**Задание 1**
Ответьте по отрывку об о. Василии:
(а) В котором часу сестры Андреевы расстались с о. Василием после первой беседы?
(б) Куда и зачем отправился о. Василий в июле 1839 г.?
(в) Какого числа он прибыл в Воронеж?
**Задание 2**
Переведите на английский предложение из отрывка об о. Василии: «Несмотря, однако, на такие и подобные сему речи, знакомые любили его и дорожили его советами».
**Задание 3**
Продолжите отрывок об о. Василии и его поездке в Воронеж, начав сразу после последнего предложения.

==== Отрывок ====

Кроме А. П., вскоре с ним сблизились жившие в Вознесенском же приходе – сестры Андреевы. Раз они пригласили его отслужить молебен на дому и вызвали его на духовную беседу. О впечатлении, какое произвела на них эта беседа о. Василия, одна из сестер сообщила нам следующее: «повязка самообольщения, скрывавшая доселе путь спасения, спала с глаз наших, и мы увидели, что живем очень худо и идем широким путем человекоугодия – к погибели вечной! Весь этот незабвенный вечер пролетел для нас, и мы нехотя расстались с благовестником мира, радости и спасения уже в 1-м часу ночи, умоляя его посещать нас грешных; затем единодушно решились мы, несмотря ни на какие препятствия, говеть на первой же седмице Великого поста…» После причастия Св. Таин он советовал сестрам Андреевым – продолжать посещать храм Господень; а когда это показалось им неудобоисполнимым, потому что пешком они почти никогда, или мало, хаживали, а беспокоить людей не хотели, о чем и сказали ему тут же: то, выслушав эту отговорку, он как бы со властью, данною ему свыше, сказал им: «да я вам не советую беспокоить людей; всего лучше, вставши пораньше, тихонько собраться и идти пешечком в храм Божий». Они же однажды говорят ему, что ездили с визитами и очень рады, что нигде их не приняли. «Радость о том, что не приняли вас», ответил о. Василий: «доказывает, что вы поневоле ездили бедные! А я все думал, что господа вы во всей силе сего слова; а теперь вижу противное: вы рабы мира и обычаев его». Несмотря, однако, на такие и подобные сему речи, знакомые любили его и дорожили его советами.

В июле 1839 г., о. Василий, с супругой своей, в сопровождении сестер Андреевых отправился для поклонения мощам св. Митрофана в Воронеж. Вставши рано утром, пока закладывали экипажи, уходил он с ними вперед, и прочитывал вслух утреню и часы. В экипажах же сидя, молились каждый особо, по данной им заповеди. Случалось и то, что, во время остановок, оправившись от дороги, в какой-либо светелке или порожнем амбаре, затеплив свечку пред дорожной иконой Спасителя или Богоматери, молились все вместе при чтении им акафиста; когда же спутницы его садились за работу, он читал вслух Евангелие или из Четьи-Минеи, с приличным нравственным приложением.

По прибытии 28 июля 1839 г. В Воронеж, о. Василий тотчас же отправился в монастырь и в храм к Святителю. «Признавая все величие и обилие благодати, осеняющей нетленные останки Святителя, я», пишет он в дневнике своем: «молился ему, чтобы сподобил нас всех облобызать эти святые останки, проникнутые благодатью, и призрев с высоты небесной на лежащего близ них, недостойного священника, – дал душе моей силы противоустоять умершвляющим ее страстям и соблазнам от мира. По окончании вечерни, я решился нечистыми устами прикоснуться к сущему сосуду благодати – к нетленным мощам святителя, и отслужить ему молебен».

==== Извлечённые записи ====

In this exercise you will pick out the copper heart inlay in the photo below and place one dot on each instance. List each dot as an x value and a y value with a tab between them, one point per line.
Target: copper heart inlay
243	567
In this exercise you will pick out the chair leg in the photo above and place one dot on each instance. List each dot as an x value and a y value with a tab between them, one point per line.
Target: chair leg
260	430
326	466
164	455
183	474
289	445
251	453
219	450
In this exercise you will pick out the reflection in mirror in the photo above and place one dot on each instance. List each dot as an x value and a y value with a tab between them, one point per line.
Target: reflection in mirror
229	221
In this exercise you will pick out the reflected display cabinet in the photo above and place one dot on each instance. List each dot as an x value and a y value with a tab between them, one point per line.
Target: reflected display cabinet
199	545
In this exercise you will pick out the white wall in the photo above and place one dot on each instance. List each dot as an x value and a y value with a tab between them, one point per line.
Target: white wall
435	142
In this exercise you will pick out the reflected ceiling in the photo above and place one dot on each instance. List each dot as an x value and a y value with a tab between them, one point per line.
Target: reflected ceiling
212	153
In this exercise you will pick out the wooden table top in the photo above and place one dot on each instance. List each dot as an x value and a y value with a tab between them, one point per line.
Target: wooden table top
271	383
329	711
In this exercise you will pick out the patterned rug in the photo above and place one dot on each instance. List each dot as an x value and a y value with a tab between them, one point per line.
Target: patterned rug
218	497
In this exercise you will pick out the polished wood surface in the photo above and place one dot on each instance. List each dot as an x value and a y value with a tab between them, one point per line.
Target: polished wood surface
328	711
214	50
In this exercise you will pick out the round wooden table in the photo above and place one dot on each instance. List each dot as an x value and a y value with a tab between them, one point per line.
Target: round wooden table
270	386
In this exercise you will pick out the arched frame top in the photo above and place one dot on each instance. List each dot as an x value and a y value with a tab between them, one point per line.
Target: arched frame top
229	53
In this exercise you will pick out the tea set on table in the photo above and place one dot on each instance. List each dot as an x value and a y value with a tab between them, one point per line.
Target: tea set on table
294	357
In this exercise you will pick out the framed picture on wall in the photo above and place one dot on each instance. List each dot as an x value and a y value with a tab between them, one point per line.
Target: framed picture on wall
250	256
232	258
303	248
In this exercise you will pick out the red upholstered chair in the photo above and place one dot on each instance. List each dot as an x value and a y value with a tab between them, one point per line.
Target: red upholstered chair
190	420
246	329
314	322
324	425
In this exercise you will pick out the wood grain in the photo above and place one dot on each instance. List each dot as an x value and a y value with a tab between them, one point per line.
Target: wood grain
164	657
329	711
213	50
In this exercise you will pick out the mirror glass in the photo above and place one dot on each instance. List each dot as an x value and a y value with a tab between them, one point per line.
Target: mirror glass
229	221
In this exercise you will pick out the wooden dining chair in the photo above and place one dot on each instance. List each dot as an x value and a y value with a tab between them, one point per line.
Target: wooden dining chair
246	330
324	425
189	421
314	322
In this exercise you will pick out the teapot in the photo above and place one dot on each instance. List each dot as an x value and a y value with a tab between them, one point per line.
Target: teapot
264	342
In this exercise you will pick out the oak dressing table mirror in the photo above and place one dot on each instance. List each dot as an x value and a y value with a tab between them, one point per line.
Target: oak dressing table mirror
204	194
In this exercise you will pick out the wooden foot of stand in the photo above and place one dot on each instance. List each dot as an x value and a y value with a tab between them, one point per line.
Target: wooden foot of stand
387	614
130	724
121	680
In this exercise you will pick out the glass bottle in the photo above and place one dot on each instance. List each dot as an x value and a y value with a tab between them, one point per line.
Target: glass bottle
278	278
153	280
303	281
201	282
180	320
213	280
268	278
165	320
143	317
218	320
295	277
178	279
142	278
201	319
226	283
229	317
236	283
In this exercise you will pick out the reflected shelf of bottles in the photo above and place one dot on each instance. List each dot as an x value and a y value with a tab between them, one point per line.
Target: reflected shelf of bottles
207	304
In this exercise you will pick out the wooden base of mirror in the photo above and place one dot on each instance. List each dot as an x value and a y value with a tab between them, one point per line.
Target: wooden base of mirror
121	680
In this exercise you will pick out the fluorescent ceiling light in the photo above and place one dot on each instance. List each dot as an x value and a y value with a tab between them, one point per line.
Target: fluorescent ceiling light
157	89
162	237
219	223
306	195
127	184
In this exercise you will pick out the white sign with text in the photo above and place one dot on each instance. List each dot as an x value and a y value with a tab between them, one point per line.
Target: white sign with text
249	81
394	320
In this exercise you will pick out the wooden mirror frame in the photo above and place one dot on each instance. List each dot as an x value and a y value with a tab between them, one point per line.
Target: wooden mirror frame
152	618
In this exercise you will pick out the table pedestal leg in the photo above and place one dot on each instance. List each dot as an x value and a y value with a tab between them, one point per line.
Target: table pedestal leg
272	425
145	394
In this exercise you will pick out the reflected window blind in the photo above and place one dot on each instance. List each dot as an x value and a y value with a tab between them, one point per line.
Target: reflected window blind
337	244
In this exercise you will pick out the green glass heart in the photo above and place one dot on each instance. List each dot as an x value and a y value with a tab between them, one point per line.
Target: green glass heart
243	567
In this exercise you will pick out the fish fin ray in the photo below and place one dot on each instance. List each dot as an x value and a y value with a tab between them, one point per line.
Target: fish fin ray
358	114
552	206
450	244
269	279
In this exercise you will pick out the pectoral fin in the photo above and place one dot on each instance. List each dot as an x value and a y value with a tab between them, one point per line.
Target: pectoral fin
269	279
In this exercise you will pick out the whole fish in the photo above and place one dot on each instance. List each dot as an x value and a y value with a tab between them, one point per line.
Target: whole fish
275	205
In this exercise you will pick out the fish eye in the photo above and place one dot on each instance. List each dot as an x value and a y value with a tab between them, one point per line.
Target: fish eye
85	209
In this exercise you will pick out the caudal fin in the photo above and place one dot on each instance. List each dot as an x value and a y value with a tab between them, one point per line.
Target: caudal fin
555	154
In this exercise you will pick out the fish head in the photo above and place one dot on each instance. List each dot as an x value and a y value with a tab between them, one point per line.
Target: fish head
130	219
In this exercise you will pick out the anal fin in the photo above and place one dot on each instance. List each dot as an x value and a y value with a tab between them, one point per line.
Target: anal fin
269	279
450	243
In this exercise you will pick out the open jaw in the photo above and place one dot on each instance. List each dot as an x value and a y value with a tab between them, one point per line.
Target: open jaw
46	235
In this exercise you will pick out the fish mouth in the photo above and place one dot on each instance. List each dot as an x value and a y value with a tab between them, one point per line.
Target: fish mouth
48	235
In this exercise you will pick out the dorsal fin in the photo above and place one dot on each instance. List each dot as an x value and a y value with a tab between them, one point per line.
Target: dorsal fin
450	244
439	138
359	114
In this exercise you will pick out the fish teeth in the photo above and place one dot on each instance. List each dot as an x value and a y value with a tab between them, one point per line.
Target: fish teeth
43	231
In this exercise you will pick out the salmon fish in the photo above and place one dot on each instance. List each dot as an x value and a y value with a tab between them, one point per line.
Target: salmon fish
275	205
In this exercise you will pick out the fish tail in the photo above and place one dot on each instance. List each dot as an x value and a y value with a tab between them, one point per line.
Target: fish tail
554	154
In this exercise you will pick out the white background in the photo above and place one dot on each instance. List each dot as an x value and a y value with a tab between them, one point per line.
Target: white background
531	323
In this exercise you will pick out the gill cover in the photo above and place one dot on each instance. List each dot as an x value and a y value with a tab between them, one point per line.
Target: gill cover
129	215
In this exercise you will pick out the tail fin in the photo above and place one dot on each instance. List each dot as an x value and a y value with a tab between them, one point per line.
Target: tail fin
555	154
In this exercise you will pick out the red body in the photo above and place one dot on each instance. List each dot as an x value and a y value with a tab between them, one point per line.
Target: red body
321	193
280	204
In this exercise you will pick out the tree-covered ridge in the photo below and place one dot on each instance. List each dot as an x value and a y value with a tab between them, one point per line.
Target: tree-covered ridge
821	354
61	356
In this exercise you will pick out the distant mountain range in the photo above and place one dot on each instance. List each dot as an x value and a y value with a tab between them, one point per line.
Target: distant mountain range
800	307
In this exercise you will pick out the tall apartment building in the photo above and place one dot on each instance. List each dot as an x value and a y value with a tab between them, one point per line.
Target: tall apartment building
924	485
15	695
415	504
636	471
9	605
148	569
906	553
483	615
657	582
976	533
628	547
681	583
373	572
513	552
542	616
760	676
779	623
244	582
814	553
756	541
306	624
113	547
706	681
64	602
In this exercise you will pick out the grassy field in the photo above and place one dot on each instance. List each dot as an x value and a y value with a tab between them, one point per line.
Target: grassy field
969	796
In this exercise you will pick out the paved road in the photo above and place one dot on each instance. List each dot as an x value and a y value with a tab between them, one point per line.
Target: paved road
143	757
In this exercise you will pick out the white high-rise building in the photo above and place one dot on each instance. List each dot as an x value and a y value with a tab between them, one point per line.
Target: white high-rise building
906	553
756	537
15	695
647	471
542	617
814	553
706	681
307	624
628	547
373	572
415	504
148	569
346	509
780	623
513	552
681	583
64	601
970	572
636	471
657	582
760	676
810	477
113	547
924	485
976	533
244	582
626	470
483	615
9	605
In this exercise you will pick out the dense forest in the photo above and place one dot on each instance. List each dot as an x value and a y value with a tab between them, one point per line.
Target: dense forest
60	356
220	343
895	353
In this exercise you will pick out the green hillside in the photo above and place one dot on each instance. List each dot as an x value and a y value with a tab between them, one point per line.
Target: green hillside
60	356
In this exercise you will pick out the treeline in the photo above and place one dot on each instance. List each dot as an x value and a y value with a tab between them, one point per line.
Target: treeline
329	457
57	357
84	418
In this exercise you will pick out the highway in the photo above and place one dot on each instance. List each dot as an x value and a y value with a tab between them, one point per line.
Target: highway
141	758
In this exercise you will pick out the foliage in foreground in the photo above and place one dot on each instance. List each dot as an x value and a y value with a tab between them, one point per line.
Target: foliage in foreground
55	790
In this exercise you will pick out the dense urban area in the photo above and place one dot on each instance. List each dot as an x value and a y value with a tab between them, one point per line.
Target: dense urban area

====

**Ответ 1**
(а) В первом часу ночи.
(б) В Воронеж, для поклонения мощам св. Митрофана.
(в) 28 июля 1839 г.

**Ответ 2**
Nevertheless, despite such remarks and others like them, his acquaintances loved him and valued his advice.

**Ответ 3**
Однажды, в свободное от службы церковной время, о. Василий ходил с спутницами своими к одной, юродствовавшей тогда, рабыне Божией Ксении. Юродивая, выглянув из окошка, закричала: «зачем пастух пришел сюда? Некого здесь пасти: иди с Богом!»

«Не пасти, а сам упастись пришел я», отвечал смиренно служитель Божий: «и не отойду от дверей твоих, пока не отопрешь их». Услышавши ответ этот, Ксения отперла калитку, пригласила к себе пришедших гостей и назвала по имени супругу его, и, усадив всех по старшинству на лавочке, много утешительно говорила о. Василию. На желание же, им заявленное, иметь от нее четки – сказала, с указанием на пришедших с ним духовных детей: «вот твои четки! – других тебе не нужно; не поскучай только теми, которые Сам Господь дарует тебе. Со всех сторон побегут к тебе овечки, так что и не перечтешь их… мужайся только и крепись!»

При выезде из города 10 августа, о. Василий с спутницами остановился около собора, из коего выносили икону Скорбящей Божией Матери. В это время подбежал к экипажам его спутниц юродивый Иван Андреевич и, заглядывая в тарантас, сказал: «хорошо, что вы так путешествуете: царская фамилия всегда с духовником ездит», и тотчас же скрылся.

Во время сего путешествия, одна из спутниц о. Василия была нездорова; на пути же в Задонск сделались с ней судороги в руках и ногах, а в груди воспаление, от коего едва она переводила дух. О. Василий, по приезде 12 августа в Задонск, отслужил панихиду на гробе святителя Тихона, приобрел икону и стал осенять ею болящую, дав при этом и святой воды с чайной ложечки. С больной сделалась сильная испарина, и часа через два она уже не чувствовала боли.

По состраданию доброй души своей к страждущим о. Василий нередко брался отчитывать бесноватых. Одною из таких личностей была жена квартального надзирателя, страдавшая до 15-ти лет и никогда не приходившая в себя. О. Василий целые ночи проводил в храме, и отчитывал ее в приделе св. великомученика Иоанна Воина у Вознесенья.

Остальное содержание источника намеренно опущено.